• **TEXT SECTION**:
# # #
Do your children see you pray with concentration and feeling? Or do they see you gossiping in shul or carrying on conversations about business, sports, etc.? Do your children see you studying Torah with sincerity or do you leave your studies behind and jump as soon as you hear your cell phone ring?

If you’ve failed this test, does that mean you are branded forever? Or is there hope you can change? Not only is there hope, but as a Jew, change is your reality. Chesed and rachamim are an intrinsic part of your nature. These values were engraved upon your neshamah at Sinai when you heard those electrifying words – “I am the Lord thy G-d.” At that moment, the image of G-d in which you were created was etched for all eternity on your heart and soul. You must only bring it forth and possess it.

It is your heritage and in an instant you can reinvent yourself and your home can be a place where the light of Torah shines and where peace and harmony prevail.
# # #
• **TASK SET**:
A. Say whether each statement agrees with the passage on Torah and self-renewal, answering yes or no and quoting the exact words of the passage that decide it: (i) Chesed and rachamim are described as an intrinsic part of a Jew's nature. (ii) Someone who has failed this test is branded forever. (iii) The values were engraved upon the neshamah at Sinai.
B. Write what comes next in the passage on Torah and self-renewal, starting after its final sentence.
The items that come next are not needed for any work here.

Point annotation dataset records
# # #
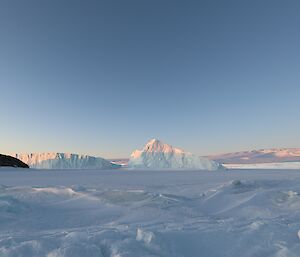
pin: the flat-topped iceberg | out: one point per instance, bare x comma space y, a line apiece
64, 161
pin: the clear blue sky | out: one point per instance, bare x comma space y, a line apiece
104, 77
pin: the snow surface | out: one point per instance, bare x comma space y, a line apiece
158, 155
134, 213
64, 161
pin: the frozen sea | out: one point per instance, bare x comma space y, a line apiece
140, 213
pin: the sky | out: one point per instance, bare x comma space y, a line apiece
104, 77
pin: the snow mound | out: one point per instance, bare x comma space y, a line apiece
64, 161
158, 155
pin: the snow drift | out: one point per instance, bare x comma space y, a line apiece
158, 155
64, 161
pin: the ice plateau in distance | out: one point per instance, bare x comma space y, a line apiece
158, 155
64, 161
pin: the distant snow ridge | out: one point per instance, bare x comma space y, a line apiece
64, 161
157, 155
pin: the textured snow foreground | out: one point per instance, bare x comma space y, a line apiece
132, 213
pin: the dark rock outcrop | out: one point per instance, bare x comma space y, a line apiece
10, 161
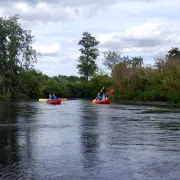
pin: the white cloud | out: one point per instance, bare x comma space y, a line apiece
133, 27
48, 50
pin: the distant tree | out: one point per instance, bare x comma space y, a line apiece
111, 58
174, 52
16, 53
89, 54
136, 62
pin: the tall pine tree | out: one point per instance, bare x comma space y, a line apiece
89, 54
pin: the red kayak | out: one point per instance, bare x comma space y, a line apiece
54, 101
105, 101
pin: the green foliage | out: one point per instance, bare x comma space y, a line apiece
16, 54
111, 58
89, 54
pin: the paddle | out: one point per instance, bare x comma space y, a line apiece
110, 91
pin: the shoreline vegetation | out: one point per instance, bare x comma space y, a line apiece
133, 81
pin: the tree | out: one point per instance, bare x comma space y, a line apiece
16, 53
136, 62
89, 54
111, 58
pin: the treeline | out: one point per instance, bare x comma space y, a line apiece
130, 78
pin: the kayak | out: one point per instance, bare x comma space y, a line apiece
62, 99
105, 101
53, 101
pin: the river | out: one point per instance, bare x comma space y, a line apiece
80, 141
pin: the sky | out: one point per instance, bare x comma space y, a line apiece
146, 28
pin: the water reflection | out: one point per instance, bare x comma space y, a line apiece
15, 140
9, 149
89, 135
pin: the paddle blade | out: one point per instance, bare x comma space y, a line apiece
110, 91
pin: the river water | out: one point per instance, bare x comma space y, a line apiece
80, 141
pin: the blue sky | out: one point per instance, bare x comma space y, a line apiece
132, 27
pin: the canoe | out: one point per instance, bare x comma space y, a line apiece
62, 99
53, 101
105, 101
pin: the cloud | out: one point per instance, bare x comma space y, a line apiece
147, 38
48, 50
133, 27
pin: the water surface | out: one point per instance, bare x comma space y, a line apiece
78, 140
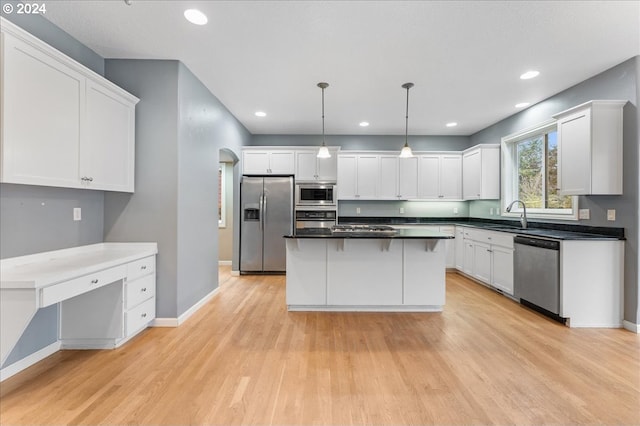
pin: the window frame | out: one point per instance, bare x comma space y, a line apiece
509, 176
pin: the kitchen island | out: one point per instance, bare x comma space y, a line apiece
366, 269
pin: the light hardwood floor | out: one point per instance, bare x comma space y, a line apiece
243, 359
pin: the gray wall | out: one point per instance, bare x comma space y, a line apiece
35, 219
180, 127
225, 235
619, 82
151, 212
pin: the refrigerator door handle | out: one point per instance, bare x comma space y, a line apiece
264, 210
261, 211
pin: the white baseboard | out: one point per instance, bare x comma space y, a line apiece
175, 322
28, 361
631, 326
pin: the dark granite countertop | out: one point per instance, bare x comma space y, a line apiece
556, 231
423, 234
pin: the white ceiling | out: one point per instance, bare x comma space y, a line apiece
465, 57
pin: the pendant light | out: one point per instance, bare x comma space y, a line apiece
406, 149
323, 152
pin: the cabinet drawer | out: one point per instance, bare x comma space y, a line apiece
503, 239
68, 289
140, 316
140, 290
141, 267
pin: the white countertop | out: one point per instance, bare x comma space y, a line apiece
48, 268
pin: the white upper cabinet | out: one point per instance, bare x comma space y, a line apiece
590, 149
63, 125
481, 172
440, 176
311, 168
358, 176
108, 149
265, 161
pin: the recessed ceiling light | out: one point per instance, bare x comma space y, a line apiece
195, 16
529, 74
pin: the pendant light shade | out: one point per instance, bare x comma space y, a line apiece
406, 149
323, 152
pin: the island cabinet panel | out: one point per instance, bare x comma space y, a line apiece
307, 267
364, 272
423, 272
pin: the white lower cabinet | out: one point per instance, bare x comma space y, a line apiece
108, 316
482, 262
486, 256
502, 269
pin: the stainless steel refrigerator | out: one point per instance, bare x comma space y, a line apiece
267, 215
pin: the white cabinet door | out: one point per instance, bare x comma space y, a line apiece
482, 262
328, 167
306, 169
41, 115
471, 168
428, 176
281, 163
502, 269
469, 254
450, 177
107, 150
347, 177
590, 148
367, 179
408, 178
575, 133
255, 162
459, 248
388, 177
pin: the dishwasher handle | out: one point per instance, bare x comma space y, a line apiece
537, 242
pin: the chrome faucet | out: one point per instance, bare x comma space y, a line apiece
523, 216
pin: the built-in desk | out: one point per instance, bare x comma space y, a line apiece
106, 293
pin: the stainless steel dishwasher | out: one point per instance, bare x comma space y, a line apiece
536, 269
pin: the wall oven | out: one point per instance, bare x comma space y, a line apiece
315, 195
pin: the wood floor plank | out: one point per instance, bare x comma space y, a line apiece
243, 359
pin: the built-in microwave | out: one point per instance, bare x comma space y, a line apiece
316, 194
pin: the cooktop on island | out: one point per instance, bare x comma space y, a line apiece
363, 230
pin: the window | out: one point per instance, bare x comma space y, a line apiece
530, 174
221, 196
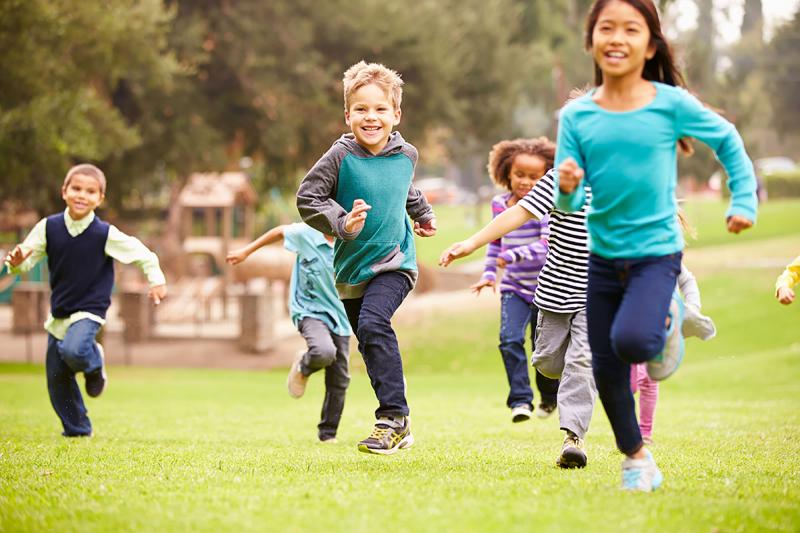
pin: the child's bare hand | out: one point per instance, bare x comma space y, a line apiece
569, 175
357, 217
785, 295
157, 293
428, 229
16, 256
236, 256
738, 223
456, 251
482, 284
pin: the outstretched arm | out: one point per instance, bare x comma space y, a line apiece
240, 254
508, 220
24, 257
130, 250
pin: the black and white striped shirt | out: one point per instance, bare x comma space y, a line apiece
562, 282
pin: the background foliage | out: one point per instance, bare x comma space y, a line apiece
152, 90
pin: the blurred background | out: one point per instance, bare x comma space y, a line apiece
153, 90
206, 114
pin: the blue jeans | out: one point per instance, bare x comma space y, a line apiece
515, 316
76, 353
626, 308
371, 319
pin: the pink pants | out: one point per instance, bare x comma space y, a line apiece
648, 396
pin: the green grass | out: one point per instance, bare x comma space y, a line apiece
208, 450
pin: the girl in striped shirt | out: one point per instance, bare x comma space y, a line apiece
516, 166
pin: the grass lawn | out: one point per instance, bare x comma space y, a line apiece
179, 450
# # #
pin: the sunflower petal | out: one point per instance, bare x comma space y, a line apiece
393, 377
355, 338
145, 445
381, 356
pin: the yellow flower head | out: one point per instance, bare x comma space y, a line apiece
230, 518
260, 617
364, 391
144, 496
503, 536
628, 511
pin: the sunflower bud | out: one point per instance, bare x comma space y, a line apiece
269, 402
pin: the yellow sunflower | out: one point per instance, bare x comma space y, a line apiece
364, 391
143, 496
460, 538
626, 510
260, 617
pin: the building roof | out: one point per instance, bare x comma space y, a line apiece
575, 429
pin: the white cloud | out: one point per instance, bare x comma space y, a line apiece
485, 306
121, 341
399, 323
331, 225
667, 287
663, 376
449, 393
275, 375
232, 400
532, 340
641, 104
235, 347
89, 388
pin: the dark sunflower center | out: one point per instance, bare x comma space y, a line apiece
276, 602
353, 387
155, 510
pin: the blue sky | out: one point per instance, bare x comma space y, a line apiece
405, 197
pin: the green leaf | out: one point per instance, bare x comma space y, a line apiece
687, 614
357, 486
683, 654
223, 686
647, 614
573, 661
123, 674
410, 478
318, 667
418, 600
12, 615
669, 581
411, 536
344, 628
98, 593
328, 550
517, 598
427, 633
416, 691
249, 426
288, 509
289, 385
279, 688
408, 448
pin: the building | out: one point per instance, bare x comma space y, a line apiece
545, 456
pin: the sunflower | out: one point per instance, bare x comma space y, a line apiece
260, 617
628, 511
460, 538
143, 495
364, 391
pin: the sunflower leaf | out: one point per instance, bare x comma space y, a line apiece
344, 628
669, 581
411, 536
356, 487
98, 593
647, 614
# # #
• **ANSWERS BY TASK**:
A.
(i) Yes: "Chesed and rachamim are an intrinsic part of your nature."
(ii) No: "Not only is there hope, but as a Jew, change is your reality."
(iii) Yes: "These values were engraved upon your neshamah at Sinai"

B.
I have devoted several columns to the subject of chesed and rachamim because we are living in a time of peril. The ugly sounds of anti-Semitism are heard everywhere. To be sure, anti-Semitism is as old as our history. Our sages explain that Sinai is a play on the word sinah – hatred – teaching us that from the very moment Hashem gave us His Torah at Mt. Sinai, hatred descended on our people.

At times this hatred is overt and at other times it is covert, but it is always there. We are living in a time when this hatred has become both overt and worldwide. This is a period our sages have described as a “time of travail for Jacob.”But that same passage also concludes with the promise of redemption – “from that very suffering our salvation will emerge.”